March 28, 2024
BANGOR DAILY NEWS (BANGOR, MAINE

‘Career offender’ gets jail time for threats> Carmel native adds 5 years to sentence for letters to judges

BANGOR — A Carmel native whose criminal activity did not stop when he was imprisoned more than 20 years ago was sentenced to another five years Thursday for mailing death threats to federal judges from prison and threatening to blow up the U.S. Marshal’s Office.

George Frederick Gatcomb Jr., 48, pleaded guilty in federal court last November to six counts of mailing threatening communications and one count of mailing a bomb threat in the summer of 1994.

U.S. District Judge Morton Brody called Gatcomb a “career offender” and noted the latest sentence will have to be served after Gatcomb completes several prison sentences already levied against him for violations that range from burglary to assault.

Among them is a 15-year sentence for the 1992 rape of a cellmate while Gatcomb was at the Maine Correctional Center in Windham. He has since been incarcerated in a maximum security unit at the Maine State Prison in Thomaston.

A short, thin, bearded man, Gatcomb, dressed in an overly large beige suit coat and trousers, wore handcuffs and leg shackles as he was escorted into the federal courtroom Thursday. Three security guards stayed near Gatcomb, who frequently consulted with his court-appointed attorney, David Bate, during the court procedure.

Once Gatcomb interrupted the judge to proclaim his sentence a “joke.”

[Referring expression entries]
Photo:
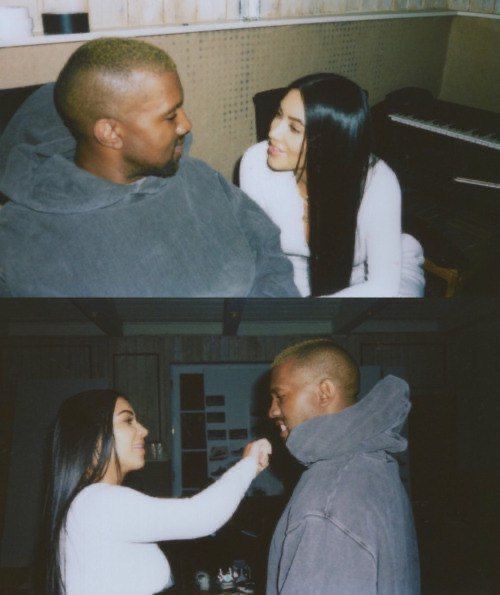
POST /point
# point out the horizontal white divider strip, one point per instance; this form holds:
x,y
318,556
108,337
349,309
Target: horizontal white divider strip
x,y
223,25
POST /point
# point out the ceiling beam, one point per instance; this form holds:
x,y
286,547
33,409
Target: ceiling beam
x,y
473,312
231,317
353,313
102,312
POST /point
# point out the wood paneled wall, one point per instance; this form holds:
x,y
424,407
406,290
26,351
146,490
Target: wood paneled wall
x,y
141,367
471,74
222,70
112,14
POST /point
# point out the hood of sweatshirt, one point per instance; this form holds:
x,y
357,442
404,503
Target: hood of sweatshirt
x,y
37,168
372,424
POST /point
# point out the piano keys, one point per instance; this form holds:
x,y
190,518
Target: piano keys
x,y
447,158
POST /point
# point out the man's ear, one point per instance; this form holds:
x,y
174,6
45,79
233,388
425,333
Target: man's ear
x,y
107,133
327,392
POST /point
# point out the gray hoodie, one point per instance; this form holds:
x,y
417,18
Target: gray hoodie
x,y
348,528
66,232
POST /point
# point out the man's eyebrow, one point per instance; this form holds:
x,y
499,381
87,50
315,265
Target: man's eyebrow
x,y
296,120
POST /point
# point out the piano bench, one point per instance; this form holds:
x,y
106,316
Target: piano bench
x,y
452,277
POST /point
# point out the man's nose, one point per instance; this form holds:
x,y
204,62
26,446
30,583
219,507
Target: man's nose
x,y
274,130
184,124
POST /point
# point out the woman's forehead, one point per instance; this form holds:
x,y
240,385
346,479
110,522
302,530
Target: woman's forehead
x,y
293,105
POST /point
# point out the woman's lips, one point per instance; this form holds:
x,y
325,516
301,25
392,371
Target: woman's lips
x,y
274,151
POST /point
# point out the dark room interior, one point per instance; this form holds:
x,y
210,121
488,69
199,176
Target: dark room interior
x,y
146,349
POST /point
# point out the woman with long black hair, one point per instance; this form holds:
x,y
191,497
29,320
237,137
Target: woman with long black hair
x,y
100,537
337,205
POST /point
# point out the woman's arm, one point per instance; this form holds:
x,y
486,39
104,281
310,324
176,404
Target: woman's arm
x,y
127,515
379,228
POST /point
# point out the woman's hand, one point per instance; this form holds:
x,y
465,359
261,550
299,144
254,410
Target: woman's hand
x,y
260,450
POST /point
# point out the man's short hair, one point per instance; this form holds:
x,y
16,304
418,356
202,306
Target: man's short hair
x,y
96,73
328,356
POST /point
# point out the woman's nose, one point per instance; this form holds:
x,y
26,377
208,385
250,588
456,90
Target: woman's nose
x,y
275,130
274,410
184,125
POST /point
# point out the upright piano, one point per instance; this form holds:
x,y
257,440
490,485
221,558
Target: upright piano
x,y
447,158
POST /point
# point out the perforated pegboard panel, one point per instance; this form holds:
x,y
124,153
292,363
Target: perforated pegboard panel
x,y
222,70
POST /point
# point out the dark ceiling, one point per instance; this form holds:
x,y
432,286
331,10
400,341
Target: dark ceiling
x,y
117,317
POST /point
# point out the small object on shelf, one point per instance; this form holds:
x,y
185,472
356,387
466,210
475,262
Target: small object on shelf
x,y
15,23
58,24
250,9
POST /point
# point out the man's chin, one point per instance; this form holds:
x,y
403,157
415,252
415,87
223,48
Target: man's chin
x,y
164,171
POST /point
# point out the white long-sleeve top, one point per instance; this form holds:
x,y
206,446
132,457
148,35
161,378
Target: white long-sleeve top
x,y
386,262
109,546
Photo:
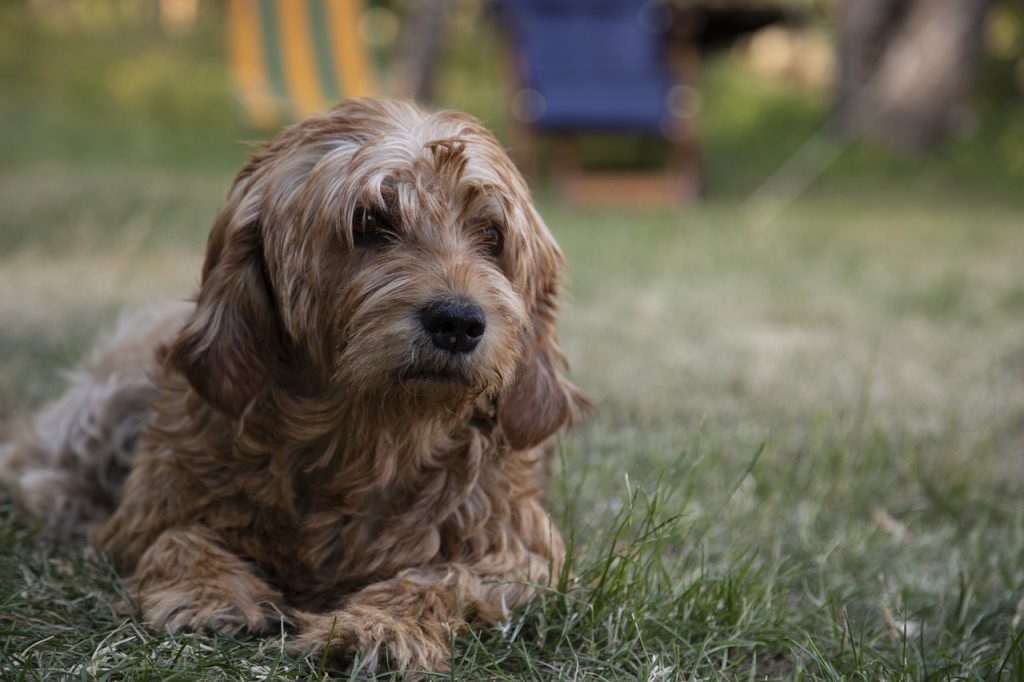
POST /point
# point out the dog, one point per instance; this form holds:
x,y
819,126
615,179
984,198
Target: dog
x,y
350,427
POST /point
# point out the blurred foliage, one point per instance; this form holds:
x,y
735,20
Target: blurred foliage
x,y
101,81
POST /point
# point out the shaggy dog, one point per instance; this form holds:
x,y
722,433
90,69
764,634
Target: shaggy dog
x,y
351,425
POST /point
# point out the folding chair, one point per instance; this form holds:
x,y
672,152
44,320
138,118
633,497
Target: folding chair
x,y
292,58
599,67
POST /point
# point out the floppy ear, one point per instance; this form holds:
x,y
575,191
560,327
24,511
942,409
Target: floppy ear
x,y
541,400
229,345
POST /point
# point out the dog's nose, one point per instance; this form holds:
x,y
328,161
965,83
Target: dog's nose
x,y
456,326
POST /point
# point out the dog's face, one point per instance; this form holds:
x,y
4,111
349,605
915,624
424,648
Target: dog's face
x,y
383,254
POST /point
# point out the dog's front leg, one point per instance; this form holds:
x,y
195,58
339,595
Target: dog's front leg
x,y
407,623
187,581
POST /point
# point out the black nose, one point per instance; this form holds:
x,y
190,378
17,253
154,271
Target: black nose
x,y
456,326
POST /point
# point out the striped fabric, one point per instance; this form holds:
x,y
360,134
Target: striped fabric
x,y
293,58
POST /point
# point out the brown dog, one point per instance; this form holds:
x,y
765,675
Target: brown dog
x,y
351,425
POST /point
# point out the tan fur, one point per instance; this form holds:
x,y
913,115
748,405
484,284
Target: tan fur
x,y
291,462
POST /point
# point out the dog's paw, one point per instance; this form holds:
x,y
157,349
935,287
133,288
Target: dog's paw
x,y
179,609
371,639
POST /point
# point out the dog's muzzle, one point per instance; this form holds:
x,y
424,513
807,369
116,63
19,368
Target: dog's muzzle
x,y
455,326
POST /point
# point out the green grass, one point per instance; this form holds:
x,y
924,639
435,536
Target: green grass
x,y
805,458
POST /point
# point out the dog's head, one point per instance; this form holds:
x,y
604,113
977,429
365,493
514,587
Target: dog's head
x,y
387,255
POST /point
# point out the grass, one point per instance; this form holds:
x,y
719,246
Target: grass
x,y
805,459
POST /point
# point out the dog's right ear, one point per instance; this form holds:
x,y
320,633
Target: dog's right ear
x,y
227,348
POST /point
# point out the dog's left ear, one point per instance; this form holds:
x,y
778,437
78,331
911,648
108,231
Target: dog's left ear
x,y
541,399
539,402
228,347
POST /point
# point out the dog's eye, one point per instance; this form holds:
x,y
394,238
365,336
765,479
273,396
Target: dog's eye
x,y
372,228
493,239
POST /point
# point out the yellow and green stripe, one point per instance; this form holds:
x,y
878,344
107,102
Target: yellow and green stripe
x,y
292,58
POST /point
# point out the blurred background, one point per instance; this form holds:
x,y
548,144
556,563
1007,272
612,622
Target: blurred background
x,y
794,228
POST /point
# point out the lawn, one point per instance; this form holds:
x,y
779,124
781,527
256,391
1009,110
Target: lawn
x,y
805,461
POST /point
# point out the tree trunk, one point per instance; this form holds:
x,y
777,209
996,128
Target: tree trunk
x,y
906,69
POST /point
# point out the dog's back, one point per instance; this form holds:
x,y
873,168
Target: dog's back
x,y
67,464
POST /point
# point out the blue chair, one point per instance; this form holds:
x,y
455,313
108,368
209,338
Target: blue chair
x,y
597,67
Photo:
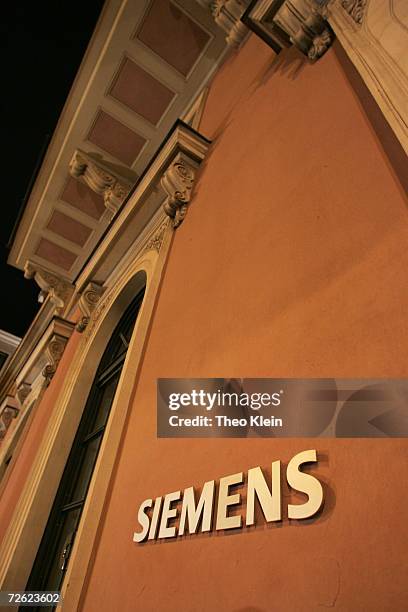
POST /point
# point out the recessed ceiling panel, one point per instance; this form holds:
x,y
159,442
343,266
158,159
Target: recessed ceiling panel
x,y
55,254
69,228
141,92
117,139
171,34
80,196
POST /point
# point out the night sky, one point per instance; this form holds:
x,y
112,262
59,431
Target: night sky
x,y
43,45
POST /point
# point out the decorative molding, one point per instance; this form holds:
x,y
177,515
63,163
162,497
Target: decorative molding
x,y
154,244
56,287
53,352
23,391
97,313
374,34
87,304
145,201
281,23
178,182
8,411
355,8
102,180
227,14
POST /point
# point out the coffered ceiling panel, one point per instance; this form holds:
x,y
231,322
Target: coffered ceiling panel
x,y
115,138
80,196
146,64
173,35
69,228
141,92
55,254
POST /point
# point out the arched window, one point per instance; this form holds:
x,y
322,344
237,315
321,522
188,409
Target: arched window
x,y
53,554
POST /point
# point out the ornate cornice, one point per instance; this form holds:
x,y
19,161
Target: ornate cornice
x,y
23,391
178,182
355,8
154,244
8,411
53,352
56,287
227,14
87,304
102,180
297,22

# WHAT IS EXPECTED:
Return the full news article about the Carmel native's sentencing above, word for word.

# OUTPUT:
March 28, 2024
BANGOR DAILY NEWS (BANGOR, MAINE

‘Career offender’ gets jail time for threats> Carmel native adds 5 years to sentence for letters to judges

BANGOR — A Carmel native whose criminal activity did not stop when he was imprisoned more than 20 years ago was sentenced to another five years Thursday for mailing death threats to federal judges from prison and threatening to blow up the U.S. Marshal’s Office.

George Frederick Gatcomb Jr., 48, pleaded guilty in federal court last November to six counts of mailing threatening communications and one count of mailing a bomb threat in the summer of 1994.

U.S. District Judge Morton Brody called Gatcomb a “career offender” and noted the latest sentence will have to be served after Gatcomb completes several prison sentences already levied against him for violations that range from burglary to assault.

Among them is a 15-year sentence for the 1992 rape of a cellmate while Gatcomb was at the Maine Correctional Center in Windham. He has since been incarcerated in a maximum security unit at the Maine State Prison in Thomaston.

A short, thin, bearded man, Gatcomb, dressed in an overly large beige suit coat and trousers, wore handcuffs and leg shackles as he was escorted into the federal courtroom Thursday. Three security guards stayed near Gatcomb, who frequently consulted with his court-appointed attorney, David Bate, during the court procedure.

Once Gatcomb interrupted the judge to proclaim his sentence a “joke.”